> **STATED TASK**
Below you will find a set of lines. Repeat them all exactly.

> **RECORDS SHOWN**
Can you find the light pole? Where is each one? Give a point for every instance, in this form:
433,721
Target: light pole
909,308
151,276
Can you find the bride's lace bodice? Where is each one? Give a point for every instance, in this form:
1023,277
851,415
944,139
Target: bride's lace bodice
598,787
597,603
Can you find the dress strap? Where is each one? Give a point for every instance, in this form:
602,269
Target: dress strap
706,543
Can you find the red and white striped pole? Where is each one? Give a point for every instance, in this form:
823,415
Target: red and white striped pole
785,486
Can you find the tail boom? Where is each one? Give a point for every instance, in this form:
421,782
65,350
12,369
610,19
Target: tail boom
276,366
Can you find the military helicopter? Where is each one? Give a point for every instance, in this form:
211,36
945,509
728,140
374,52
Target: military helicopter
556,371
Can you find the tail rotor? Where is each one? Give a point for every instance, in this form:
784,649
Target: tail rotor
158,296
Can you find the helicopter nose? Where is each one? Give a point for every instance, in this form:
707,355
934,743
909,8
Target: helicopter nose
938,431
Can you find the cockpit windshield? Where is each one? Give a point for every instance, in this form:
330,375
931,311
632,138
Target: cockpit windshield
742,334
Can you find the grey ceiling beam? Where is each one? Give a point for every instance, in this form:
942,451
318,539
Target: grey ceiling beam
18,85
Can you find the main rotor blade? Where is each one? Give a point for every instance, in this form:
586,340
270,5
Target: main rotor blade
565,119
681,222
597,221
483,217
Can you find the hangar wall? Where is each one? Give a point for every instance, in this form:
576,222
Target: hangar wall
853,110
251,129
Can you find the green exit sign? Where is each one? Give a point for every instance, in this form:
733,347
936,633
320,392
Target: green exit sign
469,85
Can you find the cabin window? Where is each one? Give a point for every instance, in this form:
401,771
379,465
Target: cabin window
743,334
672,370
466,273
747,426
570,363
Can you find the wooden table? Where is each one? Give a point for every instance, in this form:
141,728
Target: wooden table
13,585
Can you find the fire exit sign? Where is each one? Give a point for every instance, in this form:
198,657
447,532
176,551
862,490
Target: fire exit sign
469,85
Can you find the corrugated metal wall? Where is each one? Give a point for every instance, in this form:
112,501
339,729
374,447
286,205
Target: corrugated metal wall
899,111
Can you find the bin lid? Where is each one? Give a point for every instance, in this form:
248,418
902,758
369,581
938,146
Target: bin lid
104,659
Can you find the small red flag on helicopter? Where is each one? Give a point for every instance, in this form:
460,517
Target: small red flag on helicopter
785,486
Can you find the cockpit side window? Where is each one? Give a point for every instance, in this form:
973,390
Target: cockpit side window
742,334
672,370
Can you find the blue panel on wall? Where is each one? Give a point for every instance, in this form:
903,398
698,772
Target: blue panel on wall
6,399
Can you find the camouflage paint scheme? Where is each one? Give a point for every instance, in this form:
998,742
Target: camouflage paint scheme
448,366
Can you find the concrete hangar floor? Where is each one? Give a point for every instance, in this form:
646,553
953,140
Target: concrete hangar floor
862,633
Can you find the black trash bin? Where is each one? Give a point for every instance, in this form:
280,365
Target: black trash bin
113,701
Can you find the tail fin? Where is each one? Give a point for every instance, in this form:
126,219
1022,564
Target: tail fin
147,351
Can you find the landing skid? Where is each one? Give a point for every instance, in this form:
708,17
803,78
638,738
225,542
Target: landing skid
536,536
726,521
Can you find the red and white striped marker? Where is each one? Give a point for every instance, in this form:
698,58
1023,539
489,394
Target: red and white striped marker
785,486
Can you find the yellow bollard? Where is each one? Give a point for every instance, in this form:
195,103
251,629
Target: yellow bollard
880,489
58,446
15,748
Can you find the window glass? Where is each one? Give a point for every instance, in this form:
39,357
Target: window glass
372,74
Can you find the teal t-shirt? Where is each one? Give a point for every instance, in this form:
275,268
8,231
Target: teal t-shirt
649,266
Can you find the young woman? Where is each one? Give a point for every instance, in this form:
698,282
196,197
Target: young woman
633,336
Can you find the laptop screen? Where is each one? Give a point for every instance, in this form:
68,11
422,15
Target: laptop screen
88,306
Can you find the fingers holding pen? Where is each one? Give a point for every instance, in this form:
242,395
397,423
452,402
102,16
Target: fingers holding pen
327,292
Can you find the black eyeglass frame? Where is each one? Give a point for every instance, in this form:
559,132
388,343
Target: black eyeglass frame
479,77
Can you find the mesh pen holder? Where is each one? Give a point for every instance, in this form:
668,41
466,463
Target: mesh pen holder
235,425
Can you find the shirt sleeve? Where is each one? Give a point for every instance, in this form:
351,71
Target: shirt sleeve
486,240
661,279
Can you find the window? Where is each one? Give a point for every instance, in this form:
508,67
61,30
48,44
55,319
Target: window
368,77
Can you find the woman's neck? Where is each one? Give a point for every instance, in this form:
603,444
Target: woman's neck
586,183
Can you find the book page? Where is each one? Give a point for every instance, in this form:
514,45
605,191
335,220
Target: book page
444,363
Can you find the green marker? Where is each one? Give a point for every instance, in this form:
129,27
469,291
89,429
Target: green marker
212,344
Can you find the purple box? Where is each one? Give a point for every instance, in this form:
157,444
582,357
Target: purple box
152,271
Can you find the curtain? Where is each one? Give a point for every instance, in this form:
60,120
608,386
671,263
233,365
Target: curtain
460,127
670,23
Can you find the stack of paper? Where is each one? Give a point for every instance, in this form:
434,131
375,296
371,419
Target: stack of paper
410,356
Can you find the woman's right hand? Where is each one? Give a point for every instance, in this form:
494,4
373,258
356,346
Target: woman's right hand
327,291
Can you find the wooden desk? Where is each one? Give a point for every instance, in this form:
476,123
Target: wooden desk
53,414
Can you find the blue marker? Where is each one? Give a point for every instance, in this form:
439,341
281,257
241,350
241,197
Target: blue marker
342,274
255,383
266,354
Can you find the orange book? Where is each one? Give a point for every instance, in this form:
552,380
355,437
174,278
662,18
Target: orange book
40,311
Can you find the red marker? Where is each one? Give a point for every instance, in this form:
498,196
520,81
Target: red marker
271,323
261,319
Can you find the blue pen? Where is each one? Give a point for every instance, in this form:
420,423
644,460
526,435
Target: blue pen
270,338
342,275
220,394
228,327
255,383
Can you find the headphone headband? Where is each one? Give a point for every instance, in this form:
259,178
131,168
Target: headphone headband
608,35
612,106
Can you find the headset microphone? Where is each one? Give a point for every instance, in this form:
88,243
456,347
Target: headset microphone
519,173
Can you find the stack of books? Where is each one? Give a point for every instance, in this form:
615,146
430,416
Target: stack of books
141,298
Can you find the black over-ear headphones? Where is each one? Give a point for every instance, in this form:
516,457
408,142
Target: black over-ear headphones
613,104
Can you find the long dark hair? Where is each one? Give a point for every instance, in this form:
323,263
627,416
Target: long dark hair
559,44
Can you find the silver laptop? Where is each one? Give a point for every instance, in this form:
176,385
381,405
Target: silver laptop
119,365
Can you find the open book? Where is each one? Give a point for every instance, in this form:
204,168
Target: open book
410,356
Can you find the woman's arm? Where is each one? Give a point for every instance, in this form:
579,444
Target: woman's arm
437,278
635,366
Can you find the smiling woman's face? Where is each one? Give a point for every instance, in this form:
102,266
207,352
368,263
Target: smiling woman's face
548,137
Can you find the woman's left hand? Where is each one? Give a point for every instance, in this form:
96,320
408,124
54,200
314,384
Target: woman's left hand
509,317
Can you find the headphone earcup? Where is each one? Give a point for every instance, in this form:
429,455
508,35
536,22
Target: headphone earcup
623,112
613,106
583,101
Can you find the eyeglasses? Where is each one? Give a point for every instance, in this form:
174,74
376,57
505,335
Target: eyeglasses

> **ANSWER FOR THE TASK**
Can you find the light pole? Where is each one? Give a point for every instance, in this form:
433,721
Target: light pole
909,308
151,276
Can you find the bride's lace bodice? Where is each one? Give a point for every instance, in this form:
1023,277
851,415
944,139
Target: bride's lace bodice
598,787
597,603
Can you find the dress strap? Where is each one? Give a point for every instance, in this form:
602,269
Target: dress strap
706,543
Can you find the red and white striped pole? Where is each one? Give a point for every instance, in this form:
823,415
Target: red and white striped pole
785,486
Can you find the tail boom? Where is each one? Give a point for every instance, in this form:
421,782
65,350
12,369
610,19
Target: tail boom
276,366
Can you find the military helicopter? Where is each one? Give a point for every instance, in this form:
211,36
945,509
728,140
374,52
Target: military helicopter
556,371
Can you find the tail rotor? Where is each one? Give a point for every instance, in this form:
784,649
Target: tail rotor
158,296
Can you find the helicopter nose? Where is each one? Give a point for every instance, in this form:
707,355
934,743
909,8
Target: helicopter nose
938,431
Can you find the cockpit windshield? Where is each one? Give a point for every instance, in this form:
330,375
931,311
632,138
Target: cockpit windshield
742,334
Can you find the grey ceiling beam? Where is each one? Give a point for every instance, in this form:
942,451
318,539
Target: grey ceiling beam
18,85
Can you find the main rotor blade? Where is each one? Give a point for every instance, in this form:
586,340
270,5
Target: main rotor blade
565,119
681,222
597,221
483,217
Can you find the hangar wall? Where is each one? Give a point for every instance, in this form:
576,222
Target: hangar wall
853,110
251,129
Can you find the green exit sign? Where is each one? Give a point for every instance, in this form:
733,347
936,633
320,392
Target: green exit sign
469,85
Can you find the cabin window? Where is each one? Give a point for every instance, in this form:
401,771
379,465
Target: cabin window
743,334
672,370
466,273
747,426
570,363
Can you find the wooden table? Where is each one? Give a point for every instance, in this form:
141,728
Target: wooden table
13,585
Can you find the fire exit sign? Where is each one? Give a point for every instance, in this form:
198,657
447,532
176,551
862,490
Target: fire exit sign
469,85
Can you find the corrugated metal wall? Where is each one? Give a point for every instance, in this form:
112,501
339,729
374,447
286,205
Target: corrugated metal wall
899,111
Can you find the bin lid? Where is each one? Give a point for every instance, in this form:
248,418
902,758
369,581
938,146
Target: bin lid
104,659
Can you find the small red flag on helicopter? Where is each one? Give a point for every instance, in this form:
460,517
Target: small red flag on helicopter
785,486
Can you find the cockpit side window? Where is each one? Give a point for every instance, in this form:
973,390
Target: cockpit side window
742,334
672,370
Can you find the blue panel on wall? Where is each one? Give a point for every instance, in this form:
903,398
698,772
Target: blue panel on wall
6,399
Can you find the camouflage paint scheme? Where is each one? Give a point for every instance, in this form:
998,742
Target: camouflage paint scheme
448,366
Can you find the concrete hangar floor? Where is each one? Give a point for every instance, in this form:
646,553
953,140
Target: concrete hangar floor
862,633
Can you find the black trash bin? Where is each one? Give a point for every instance, in this form:
280,365
Target: black trash bin
113,701
Can you find the tail fin? Where is each one? Give a point for every instance, in this form:
126,219
1022,564
Target: tail fin
147,351
Can you find the landing skid? Where is each one? Give a point for every instance, in this form:
708,17
803,78
638,738
225,542
Target: landing skid
536,536
726,521
Can you find the red and white striped marker? Where is each one? Give a point for every instance, in this form:
698,58
1023,539
489,394
Target: red and white striped marker
785,486
Can you find the yellow bollard? Where is each one? Give a point for every instance, in this form:
195,103
251,629
Target: yellow bollard
880,489
58,446
15,748
Can you find the window glass? Where is each one? Give a point for every instance, in this form:
39,357
Target: window glass
372,74
Can you find the teal t-shirt? Where is each one? Give a point for every instance, in this form:
275,268
8,231
Target: teal t-shirt
649,266
Can you find the young woman? Where is each one? Give a point for every instance, in this form:
698,282
196,197
Target: young woman
633,336
Can you find the laptop screen? Where is each one? Give a point for every instance, in this form:
68,11
422,15
Target: laptop screen
88,306
Can you find the fingers holding pen? Where is each one? Give a point for every instance, in this form:
242,395
397,423
452,402
102,16
Target: fingers holding pen
327,292
Can you find the black eyeglass frame? Where is each one? Give a point for every instance, in this form:
559,132
388,343
Target: black eyeglass frame
479,77
Can you find the mesh pen holder? Where is each one? Give a point for every instance, in this form:
668,41
466,463
Target: mesh pen holder
235,425
Can you find the shirt sleeve? Where is each one? Give a point for every instance, in this form:
351,71
Target: shirt sleeve
486,240
661,279
Can you find the window? Where is each one? Give a point for every instance, in this form:
508,67
61,30
48,44
55,319
Target: window
368,77
Can you find the woman's neck? Where is each one? Give a point for every instance, in this form:
603,444
Target: woman's neck
586,183
Can you find the book page? Where is each one? Give a point for every instance, in this form:
514,45
605,191
335,220
Target: book page
444,363
Can you find the green marker? Where is each one? Give a point for every instance, in this form:
129,27
469,291
89,429
Target: green marker
212,344
Can you find the purple box? Where is each one? Give a point for every instance, in this form:
157,444
582,357
Target: purple box
152,271
Can you find the curtain? Where is each one? Give a point for every instance, in this form:
60,120
608,386
671,263
233,365
Target: curtain
460,127
670,23
Can you find the stack of paper? Where is each one? Give a point for every instance, in this form:
434,131
375,296
371,419
Target: stack of paper
410,356
Can you find the woman's right hand? Where is each one? Give a point for every instance, in this form:
494,4
373,258
356,346
Target: woman's right hand
327,291
Can you find the wooden desk? Where is each one? Give a point for every instance, in this form:
476,123
Target: wooden desk
53,414
Can you find the blue marker? Where is each one? Give a point for every instance, in this form:
439,341
281,257
241,350
241,197
Target: blue marker
342,274
255,383
266,354
Can you find the orange book? Where is each one? Give a point for every instance, in this form:
552,380
355,437
174,278
662,18
Target: orange book
40,311
Can you find the red marker? Where is each one? Give a point for every instance, in this form:
498,196
520,81
Target: red marker
271,323
261,319
Can you find the blue pen? Where is each one? Give a point for every instance, in this form:
420,423
644,460
526,435
Target: blue pen
270,338
342,275
220,394
228,327
255,383
Can you find the headphone headband? Where is each one? Give a point for every instance, in this form:
259,178
131,168
Target: headphone headband
608,35
612,106
Can you find the headset microphone? Where is each one? Give a point for every instance, in this form:
88,243
456,347
Target: headset microphone
519,173
Can you find the stack of books? Where is each one? Give a point for every instance, in this form:
615,146
430,416
Target: stack of books
141,298
Can you find the black over-ear headphones? Where is each one? Give a point for every instance, in this form:
516,457
408,142
Target: black over-ear headphones
613,104
Can you find the long dark hair? Where is each one? Give a point for every instance, in this form:
323,263
627,416
Target: long dark hair
559,44
Can you find the silver laptop? Where is each one? Give a point for every instance, in this form:
176,385
381,405
Target: silver laptop
119,365
Can you find the open book? Where is each one? Give a point for every instance, in this form:
204,168
Target: open book
410,356
Can you find the woman's arm? Where is each one? Give a point for every instance, in this form:
579,444
Target: woman's arm
437,278
635,366
Can you find the smiling woman's face? Where is each one? Give a point for every instance, in this form:
102,266
207,352
368,263
Target: smiling woman's face
548,137
Can you find the woman's left hand? Where is each one? Give a point for every instance, in this form:
96,320
408,124
54,200
314,384
Target: woman's left hand
509,317
Can you find the headphone earcup? Where is each one? Give a point for every instance, in this form:
429,455
508,35
536,22
Target: headphone earcup
623,112
613,106
583,101
Can you find the eyeglasses? Where is each one? Give a point for every instance, in this form:
174,74
376,57
505,335
Target: eyeglasses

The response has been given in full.